What you need to do
Retype the records below exactly as they appear.
[Start Data in this exercise]
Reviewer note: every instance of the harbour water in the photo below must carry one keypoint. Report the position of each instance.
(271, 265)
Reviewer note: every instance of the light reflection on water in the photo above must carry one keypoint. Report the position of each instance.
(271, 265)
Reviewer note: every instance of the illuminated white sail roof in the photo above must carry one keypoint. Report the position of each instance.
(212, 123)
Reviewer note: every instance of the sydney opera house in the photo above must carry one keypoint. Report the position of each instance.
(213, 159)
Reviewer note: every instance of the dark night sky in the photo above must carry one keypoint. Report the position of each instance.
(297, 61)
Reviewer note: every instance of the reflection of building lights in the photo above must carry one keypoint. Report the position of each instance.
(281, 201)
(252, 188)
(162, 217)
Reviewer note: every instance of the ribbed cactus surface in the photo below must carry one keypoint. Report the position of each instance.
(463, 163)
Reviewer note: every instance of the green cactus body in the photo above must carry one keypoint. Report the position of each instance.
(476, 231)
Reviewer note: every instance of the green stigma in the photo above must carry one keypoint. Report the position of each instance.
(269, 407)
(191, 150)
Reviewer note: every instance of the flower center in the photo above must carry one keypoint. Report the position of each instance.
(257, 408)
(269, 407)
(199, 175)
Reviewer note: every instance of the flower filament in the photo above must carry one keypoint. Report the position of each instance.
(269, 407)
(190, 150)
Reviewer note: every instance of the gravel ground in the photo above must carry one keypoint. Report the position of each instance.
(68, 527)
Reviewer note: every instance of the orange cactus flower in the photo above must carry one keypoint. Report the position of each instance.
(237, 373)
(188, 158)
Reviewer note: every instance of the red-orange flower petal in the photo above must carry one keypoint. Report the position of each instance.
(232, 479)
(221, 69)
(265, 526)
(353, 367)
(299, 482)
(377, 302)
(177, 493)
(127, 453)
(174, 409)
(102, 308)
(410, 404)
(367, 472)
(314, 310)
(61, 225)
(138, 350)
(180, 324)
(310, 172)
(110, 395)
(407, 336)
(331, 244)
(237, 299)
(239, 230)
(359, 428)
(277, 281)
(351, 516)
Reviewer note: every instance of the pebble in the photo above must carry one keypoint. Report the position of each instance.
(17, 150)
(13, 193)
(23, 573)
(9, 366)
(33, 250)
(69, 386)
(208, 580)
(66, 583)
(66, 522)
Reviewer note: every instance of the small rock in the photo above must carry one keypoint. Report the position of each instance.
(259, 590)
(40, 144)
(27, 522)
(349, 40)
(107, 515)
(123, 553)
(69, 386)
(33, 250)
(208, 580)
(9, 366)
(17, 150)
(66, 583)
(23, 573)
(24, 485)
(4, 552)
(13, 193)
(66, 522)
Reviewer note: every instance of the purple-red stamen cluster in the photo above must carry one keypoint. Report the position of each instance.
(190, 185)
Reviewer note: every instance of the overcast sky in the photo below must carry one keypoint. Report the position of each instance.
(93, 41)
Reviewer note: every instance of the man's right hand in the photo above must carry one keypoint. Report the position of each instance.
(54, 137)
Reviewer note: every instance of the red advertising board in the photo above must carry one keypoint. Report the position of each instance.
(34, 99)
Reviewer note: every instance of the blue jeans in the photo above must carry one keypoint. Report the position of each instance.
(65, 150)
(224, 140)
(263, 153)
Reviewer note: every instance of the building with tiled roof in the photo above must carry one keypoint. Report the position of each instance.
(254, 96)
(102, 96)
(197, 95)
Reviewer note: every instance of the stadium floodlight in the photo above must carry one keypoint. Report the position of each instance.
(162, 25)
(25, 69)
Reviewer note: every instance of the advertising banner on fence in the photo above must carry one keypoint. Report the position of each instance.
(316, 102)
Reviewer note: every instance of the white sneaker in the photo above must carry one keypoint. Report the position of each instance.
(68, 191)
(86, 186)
[End Data in this exercise]
The reply
Reviewer note: every instance of the harbour water in the photo below must carry one keypoint. Report the position of each instance.
(271, 265)
Reviewer note: every instance of the light reflection on water in the photo above must carry one keypoint. Report the position of each instance.
(271, 265)
Reviewer note: every instance of the illuminated white sail roof in the photo above must carry one keypoint. Report the position of each instance.
(212, 123)
Reviewer note: every instance of the sydney opera house in the photo above must carry one keypoint. Report the position of each instance.
(213, 159)
Reviewer note: every instance of the dark night sky in the photo above must carry one keypoint. Report the position of each instance.
(297, 61)
Reviewer note: every instance of the reflection of building lights in the photo above must carry one keypoint. Report the position of each instance.
(281, 201)
(252, 188)
(162, 217)
Reviewer note: every instance of the ribbed cactus surface in the photo below must carry one keypoint. Report the position of each instance.
(463, 163)
Reviewer note: every instance of the green cactus body in the photo above must carry one keypoint. Report the position of each instance.
(476, 231)
Reviewer note: every instance of the green stigma in the photo above must carry one keypoint. Report the position of each instance.
(269, 407)
(191, 150)
Reviewer note: every instance of the flower center in the photo above must carry one keypoint. Report the position of each instance.
(257, 408)
(269, 407)
(199, 175)
Reviewer note: every instance of the flower filament in the photo above must carry one keypoint. Report the position of each instance.
(269, 407)
(190, 150)
Reviewer note: every instance of the gravel ground in the photo above must carry one keypoint. Report the position of each instance.
(68, 527)
Reviewer note: every instance of the orange cactus flower in the photo above must carry one keypoint. Report the position of each instance.
(237, 373)
(188, 158)
Reviewer note: every instance of the red-orange flower petal in the photo above must carry one keypoint. Report the position of each instance.
(232, 479)
(221, 69)
(265, 526)
(353, 367)
(299, 482)
(377, 302)
(177, 493)
(127, 453)
(174, 409)
(102, 308)
(410, 404)
(367, 472)
(314, 310)
(61, 225)
(138, 350)
(180, 324)
(310, 172)
(110, 395)
(407, 336)
(331, 244)
(237, 299)
(239, 230)
(359, 428)
(277, 281)
(351, 516)
Reviewer note: every instance of the pebble in the photo above must carry one keypoint. Report the position of each instance.
(17, 150)
(13, 193)
(23, 573)
(9, 366)
(33, 250)
(69, 386)
(208, 580)
(66, 583)
(66, 522)
Reviewer note: every instance of the small rock in the photo above must carry one keypoint. Report the position of each instance.
(259, 590)
(40, 144)
(27, 522)
(349, 40)
(107, 515)
(123, 553)
(69, 386)
(33, 250)
(208, 580)
(9, 366)
(17, 150)
(66, 583)
(23, 573)
(24, 485)
(4, 552)
(13, 193)
(66, 522)
Reviewer note: every instance of the purple-red stamen cluster in the photo above must carry one keypoint. Report the position of each instance.
(190, 185)
Reviewer note: every instance of the overcast sky in the photo below must carry one keypoint. Report the position of each instance.
(93, 41)
Reviewer note: every instance of the man's right hand in the photo above must carry one keypoint. Report the position of each instance.
(54, 137)
Reviewer note: every instance of the red advertising board in the photo above must carry one keypoint. Report the position of each instance.
(34, 99)
Reviewer note: every instance of the blue jeans in the photo above must carry one keypoint. Report the position of each instance.
(65, 150)
(224, 140)
(263, 153)
Reviewer note: every instance of the building with tiled roof in the photo above must carry one keypoint. Report the position of each instance.
(254, 96)
(102, 96)
(197, 95)
Reviewer note: every instance of the stadium floodlight in the photo above must carry one keypoint. Report the position of each instance.
(162, 25)
(25, 69)
Reviewer note: every instance of the advertising banner on fence in the photo above must carry one keypoint. Report the position of each instance.
(316, 102)
Reviewer note: every instance of the white sneaker in the photo above must carry one keypoint. Report the position of each instance.
(68, 191)
(86, 186)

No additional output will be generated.